┏━━

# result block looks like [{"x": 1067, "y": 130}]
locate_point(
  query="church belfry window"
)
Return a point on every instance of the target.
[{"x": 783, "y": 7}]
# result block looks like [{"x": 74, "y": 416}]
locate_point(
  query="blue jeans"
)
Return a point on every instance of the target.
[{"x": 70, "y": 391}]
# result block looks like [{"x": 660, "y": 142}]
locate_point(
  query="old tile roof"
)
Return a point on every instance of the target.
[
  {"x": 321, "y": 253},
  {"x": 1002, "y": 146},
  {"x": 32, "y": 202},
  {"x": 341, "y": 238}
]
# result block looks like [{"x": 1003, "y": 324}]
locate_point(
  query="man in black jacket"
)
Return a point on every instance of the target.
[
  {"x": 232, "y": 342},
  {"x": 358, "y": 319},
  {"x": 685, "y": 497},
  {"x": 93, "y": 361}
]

┗━━
┏━━

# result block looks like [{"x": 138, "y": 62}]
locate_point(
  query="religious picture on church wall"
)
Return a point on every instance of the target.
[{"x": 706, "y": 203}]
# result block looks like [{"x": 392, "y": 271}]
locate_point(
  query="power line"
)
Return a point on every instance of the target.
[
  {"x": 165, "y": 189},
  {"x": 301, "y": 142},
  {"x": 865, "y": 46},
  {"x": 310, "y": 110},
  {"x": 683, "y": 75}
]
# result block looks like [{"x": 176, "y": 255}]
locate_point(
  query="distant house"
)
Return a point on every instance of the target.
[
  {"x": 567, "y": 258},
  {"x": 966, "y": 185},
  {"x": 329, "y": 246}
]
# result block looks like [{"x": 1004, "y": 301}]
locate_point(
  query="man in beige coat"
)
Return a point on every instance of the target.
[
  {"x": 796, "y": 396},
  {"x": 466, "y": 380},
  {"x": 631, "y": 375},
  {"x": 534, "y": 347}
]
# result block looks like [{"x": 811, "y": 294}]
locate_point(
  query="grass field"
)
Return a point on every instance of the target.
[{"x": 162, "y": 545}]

┗━━

> _Goal_
Please gather every line of the data above that contains the string "church", treating uppercase and lowercase as different.

> _Written solution_
  query="church belfry window"
  query="religious picture on church wall"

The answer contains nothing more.